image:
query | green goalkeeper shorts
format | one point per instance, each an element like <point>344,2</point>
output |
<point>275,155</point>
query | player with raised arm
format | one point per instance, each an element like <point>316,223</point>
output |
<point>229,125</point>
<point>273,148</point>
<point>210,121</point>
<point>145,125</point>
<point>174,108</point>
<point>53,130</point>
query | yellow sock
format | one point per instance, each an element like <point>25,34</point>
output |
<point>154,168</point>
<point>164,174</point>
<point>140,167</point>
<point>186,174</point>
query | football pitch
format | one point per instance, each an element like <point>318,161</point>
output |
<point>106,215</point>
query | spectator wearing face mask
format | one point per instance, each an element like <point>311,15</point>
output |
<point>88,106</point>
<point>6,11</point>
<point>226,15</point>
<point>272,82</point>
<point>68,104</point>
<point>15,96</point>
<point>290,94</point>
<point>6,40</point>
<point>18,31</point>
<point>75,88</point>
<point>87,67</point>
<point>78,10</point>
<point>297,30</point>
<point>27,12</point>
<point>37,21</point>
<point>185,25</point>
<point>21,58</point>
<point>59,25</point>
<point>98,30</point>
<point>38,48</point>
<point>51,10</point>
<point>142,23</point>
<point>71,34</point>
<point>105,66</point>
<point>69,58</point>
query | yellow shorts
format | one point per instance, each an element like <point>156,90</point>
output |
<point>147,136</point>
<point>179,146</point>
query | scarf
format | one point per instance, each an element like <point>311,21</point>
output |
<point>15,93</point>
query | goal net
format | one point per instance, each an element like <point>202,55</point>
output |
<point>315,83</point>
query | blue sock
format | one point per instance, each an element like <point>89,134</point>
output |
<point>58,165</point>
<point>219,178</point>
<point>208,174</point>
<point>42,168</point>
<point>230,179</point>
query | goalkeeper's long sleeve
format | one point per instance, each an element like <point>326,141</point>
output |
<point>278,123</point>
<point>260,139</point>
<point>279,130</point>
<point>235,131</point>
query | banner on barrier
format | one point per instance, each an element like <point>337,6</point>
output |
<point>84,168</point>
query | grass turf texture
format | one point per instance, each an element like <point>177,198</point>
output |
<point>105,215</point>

_ _ _

Activity: Show a copy of each line from the data that includes the word "shorts".

Output for this exercise:
query | green goalkeeper shorts
query | yellow shorts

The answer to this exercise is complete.